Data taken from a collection
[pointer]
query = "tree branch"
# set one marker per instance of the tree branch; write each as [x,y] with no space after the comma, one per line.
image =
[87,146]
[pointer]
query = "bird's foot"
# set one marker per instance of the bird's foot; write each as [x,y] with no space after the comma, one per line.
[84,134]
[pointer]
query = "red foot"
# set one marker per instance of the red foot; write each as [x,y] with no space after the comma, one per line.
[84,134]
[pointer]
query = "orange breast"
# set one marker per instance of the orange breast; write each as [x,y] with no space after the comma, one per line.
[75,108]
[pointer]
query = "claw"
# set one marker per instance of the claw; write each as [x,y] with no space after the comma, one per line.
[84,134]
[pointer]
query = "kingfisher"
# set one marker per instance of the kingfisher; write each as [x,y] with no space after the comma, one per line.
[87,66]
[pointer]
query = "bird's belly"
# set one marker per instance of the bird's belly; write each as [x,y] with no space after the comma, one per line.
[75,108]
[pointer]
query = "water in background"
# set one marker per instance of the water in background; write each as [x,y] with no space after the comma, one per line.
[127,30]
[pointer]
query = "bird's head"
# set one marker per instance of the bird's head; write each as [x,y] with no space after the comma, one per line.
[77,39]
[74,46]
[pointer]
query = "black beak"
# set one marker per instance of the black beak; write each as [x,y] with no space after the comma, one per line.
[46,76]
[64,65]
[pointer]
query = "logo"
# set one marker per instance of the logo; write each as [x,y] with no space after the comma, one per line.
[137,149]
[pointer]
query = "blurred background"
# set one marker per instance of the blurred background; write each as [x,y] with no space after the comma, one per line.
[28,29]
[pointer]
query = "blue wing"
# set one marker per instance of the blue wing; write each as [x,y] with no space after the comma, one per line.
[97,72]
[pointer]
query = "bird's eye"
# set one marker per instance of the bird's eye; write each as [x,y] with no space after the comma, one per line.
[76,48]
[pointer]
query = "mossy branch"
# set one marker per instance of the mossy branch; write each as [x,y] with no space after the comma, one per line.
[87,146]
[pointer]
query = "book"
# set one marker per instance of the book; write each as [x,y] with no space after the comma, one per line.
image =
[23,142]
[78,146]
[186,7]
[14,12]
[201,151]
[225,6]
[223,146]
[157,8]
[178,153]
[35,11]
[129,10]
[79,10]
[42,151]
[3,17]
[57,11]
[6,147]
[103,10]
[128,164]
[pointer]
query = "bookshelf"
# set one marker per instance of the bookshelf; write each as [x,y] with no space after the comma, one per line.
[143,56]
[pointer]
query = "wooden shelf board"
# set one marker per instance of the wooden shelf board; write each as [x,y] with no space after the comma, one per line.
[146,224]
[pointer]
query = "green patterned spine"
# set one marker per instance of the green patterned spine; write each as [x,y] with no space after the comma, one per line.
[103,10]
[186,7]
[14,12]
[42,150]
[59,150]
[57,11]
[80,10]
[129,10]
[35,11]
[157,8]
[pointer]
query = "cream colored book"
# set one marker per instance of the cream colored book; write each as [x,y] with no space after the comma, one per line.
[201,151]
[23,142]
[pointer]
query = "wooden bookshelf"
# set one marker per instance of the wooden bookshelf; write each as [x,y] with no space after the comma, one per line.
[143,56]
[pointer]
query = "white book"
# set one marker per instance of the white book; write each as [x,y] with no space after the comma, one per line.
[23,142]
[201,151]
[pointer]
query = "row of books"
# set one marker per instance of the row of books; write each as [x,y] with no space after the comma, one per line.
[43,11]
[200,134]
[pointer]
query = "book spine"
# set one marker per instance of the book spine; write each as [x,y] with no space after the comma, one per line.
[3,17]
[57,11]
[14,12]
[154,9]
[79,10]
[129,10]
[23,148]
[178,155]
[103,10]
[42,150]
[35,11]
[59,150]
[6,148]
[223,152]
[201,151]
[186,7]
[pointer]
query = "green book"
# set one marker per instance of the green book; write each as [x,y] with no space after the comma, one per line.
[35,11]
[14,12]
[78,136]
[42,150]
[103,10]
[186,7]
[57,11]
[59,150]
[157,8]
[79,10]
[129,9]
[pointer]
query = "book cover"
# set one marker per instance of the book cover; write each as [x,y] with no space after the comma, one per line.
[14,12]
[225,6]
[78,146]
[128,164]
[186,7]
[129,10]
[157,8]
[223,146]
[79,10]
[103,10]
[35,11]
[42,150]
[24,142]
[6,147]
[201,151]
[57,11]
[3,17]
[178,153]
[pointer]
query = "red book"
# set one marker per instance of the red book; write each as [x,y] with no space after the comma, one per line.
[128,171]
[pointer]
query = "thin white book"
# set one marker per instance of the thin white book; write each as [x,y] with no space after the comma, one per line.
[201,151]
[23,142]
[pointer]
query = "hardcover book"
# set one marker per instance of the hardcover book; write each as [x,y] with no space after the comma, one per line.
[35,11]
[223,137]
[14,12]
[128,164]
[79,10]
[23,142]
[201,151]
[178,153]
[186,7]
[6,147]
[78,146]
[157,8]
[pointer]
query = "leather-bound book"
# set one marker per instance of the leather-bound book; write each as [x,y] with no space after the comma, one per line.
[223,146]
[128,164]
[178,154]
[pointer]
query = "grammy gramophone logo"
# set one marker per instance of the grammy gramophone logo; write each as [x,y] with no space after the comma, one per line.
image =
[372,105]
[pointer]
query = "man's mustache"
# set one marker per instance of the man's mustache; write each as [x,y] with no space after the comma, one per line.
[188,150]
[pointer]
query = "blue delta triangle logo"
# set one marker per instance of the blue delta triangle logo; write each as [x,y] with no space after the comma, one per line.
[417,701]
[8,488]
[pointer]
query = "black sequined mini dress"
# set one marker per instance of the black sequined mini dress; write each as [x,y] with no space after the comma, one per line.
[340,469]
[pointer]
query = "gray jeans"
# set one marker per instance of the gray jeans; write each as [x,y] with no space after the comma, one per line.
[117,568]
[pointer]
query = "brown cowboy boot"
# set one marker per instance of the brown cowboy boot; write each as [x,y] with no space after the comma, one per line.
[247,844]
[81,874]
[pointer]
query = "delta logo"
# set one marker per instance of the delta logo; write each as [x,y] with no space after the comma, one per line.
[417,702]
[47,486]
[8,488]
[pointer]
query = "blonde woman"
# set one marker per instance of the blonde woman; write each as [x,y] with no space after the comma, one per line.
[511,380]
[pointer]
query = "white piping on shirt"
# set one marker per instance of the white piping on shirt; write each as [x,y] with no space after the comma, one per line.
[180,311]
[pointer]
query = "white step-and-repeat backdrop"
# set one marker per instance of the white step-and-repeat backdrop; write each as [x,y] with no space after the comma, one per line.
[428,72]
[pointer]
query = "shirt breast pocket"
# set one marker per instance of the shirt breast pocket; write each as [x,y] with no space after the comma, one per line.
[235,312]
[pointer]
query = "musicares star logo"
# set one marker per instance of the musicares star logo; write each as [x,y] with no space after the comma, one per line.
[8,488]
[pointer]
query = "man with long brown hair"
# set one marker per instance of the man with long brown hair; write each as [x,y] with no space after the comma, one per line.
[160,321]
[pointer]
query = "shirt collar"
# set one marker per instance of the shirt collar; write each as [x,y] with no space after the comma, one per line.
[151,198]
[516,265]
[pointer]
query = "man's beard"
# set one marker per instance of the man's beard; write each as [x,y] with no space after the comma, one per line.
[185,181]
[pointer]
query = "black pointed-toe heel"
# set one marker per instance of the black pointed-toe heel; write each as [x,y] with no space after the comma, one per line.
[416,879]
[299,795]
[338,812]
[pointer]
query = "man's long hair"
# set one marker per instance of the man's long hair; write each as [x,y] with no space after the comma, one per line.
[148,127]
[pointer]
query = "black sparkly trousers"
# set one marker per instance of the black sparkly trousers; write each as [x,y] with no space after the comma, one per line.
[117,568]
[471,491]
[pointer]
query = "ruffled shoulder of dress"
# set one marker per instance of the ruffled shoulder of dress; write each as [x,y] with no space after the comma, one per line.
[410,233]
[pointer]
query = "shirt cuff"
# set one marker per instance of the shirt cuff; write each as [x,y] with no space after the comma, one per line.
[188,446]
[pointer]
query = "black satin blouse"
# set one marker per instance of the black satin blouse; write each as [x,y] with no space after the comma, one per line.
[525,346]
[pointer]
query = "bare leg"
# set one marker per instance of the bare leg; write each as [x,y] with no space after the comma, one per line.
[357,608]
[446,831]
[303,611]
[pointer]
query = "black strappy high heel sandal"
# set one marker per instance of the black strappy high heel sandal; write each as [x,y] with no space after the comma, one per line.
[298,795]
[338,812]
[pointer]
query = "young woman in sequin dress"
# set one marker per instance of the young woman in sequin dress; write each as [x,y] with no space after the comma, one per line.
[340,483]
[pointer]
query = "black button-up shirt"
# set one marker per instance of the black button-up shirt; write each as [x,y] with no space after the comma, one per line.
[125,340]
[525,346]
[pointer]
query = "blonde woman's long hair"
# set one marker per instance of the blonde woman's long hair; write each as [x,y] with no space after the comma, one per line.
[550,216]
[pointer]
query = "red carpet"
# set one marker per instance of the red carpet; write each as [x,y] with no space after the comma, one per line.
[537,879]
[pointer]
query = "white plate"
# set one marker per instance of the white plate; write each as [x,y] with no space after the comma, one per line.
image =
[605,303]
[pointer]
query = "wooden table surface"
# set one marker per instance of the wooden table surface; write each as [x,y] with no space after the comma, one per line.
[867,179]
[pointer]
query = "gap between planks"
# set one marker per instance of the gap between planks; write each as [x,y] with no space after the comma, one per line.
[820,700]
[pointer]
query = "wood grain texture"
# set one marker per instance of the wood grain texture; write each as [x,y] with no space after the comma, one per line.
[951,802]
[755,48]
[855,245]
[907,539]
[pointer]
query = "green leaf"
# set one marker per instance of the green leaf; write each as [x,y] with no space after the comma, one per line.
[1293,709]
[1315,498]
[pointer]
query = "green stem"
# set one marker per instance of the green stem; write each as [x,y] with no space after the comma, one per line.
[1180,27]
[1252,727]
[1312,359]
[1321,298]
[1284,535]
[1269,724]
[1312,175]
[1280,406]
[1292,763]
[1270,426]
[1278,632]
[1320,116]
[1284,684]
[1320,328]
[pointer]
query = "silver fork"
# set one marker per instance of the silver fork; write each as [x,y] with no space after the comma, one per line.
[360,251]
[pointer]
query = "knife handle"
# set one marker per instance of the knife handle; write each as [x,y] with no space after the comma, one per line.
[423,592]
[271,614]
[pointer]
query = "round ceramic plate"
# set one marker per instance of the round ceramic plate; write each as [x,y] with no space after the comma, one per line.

### STATED PROBLEM
List every line of the data that contains the string "blurred". Matching is case-sensitive.

### EXERCISE RESULT
query = "blurred background"
# set one marker per instance of the blurred background; write each as [x,y] with no space after the comma, one per line.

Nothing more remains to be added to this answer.